**TASK TO COMPLETE**
Your output should be an exact copy of the records, with no pictures in it.

══ SOURCE INFORMATION

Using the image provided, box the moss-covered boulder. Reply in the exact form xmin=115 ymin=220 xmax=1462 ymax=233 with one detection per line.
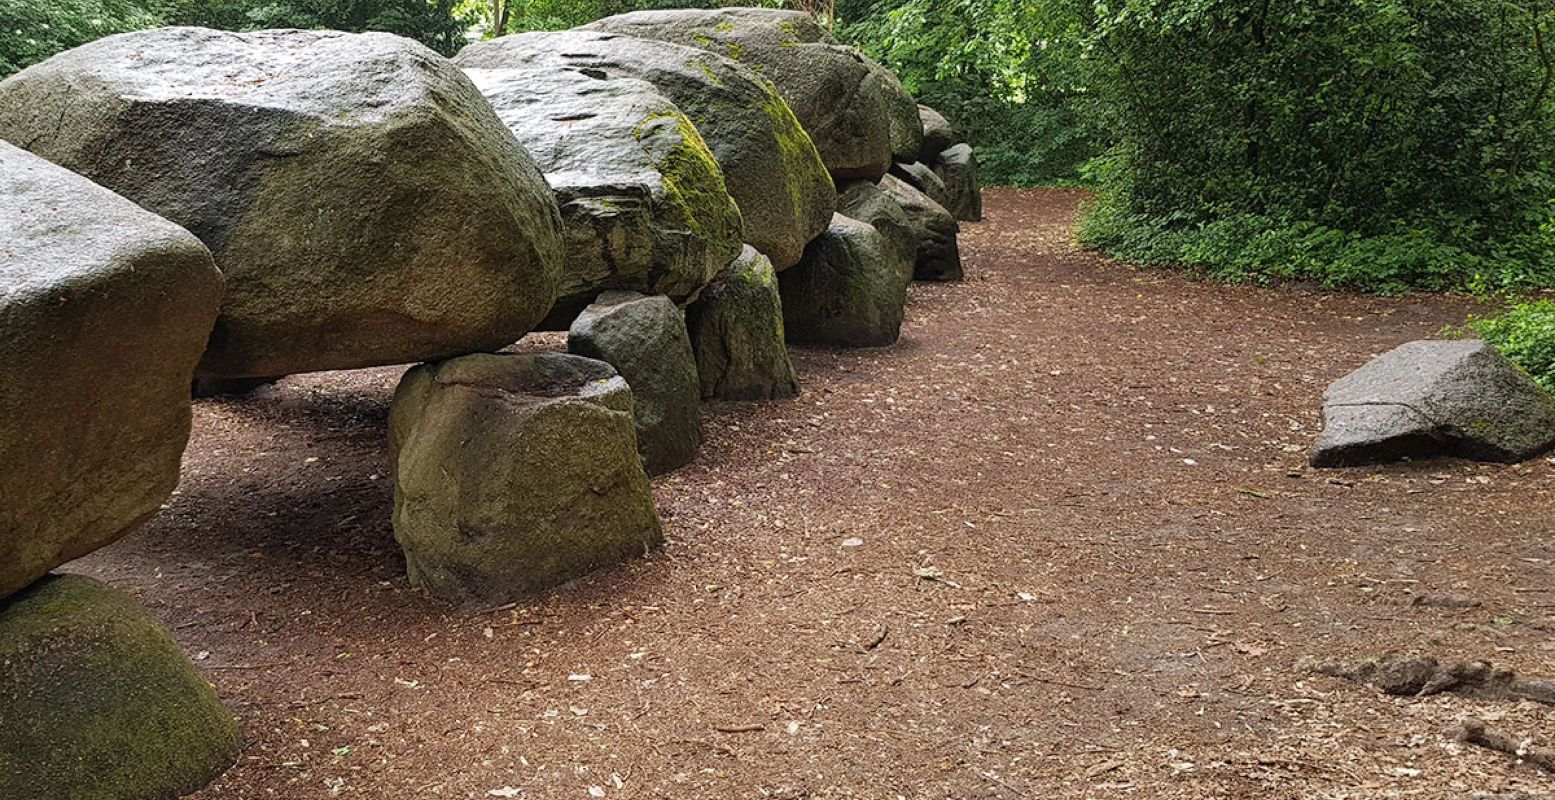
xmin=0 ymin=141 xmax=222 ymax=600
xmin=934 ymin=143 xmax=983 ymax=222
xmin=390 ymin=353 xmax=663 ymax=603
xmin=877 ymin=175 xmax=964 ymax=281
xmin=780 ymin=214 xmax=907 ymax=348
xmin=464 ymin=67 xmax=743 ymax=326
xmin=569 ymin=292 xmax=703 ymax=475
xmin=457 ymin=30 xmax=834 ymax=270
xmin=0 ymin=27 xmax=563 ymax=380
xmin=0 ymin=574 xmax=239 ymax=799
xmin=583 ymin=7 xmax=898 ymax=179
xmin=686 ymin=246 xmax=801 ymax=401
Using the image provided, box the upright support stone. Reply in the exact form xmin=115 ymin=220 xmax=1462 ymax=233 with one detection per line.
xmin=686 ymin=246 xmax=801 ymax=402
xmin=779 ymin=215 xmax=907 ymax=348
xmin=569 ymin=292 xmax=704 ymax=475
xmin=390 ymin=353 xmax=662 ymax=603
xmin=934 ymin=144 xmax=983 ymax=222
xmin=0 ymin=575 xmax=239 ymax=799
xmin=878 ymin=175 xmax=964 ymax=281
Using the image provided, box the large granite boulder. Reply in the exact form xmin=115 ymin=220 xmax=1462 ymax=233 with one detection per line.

════

**YOUR SOLUTION**
Using the image provided, box the moss-covered boulder. Reply in the exact form xmin=115 ymin=220 xmax=1462 ymax=233 with one detection per line.
xmin=0 ymin=141 xmax=222 ymax=600
xmin=934 ymin=143 xmax=983 ymax=222
xmin=390 ymin=353 xmax=663 ymax=603
xmin=877 ymin=175 xmax=964 ymax=281
xmin=780 ymin=214 xmax=907 ymax=348
xmin=464 ymin=67 xmax=743 ymax=326
xmin=569 ymin=292 xmax=703 ymax=475
xmin=457 ymin=30 xmax=834 ymax=270
xmin=0 ymin=27 xmax=563 ymax=380
xmin=0 ymin=574 xmax=239 ymax=799
xmin=583 ymin=7 xmax=898 ymax=179
xmin=686 ymin=246 xmax=801 ymax=401
Using the image provided, box the upright support stone. Reply in the exact form xmin=115 ymin=220 xmax=1462 ymax=233 with one detection per line.
xmin=686 ymin=246 xmax=801 ymax=402
xmin=779 ymin=215 xmax=907 ymax=348
xmin=569 ymin=292 xmax=704 ymax=475
xmin=390 ymin=353 xmax=662 ymax=603
xmin=934 ymin=144 xmax=983 ymax=222
xmin=0 ymin=575 xmax=239 ymax=799
xmin=878 ymin=175 xmax=964 ymax=281
Using the image provided, box the large granite boulder. Reply in the exact form xmin=115 ymin=220 xmax=1462 ymax=233 with one detection per line.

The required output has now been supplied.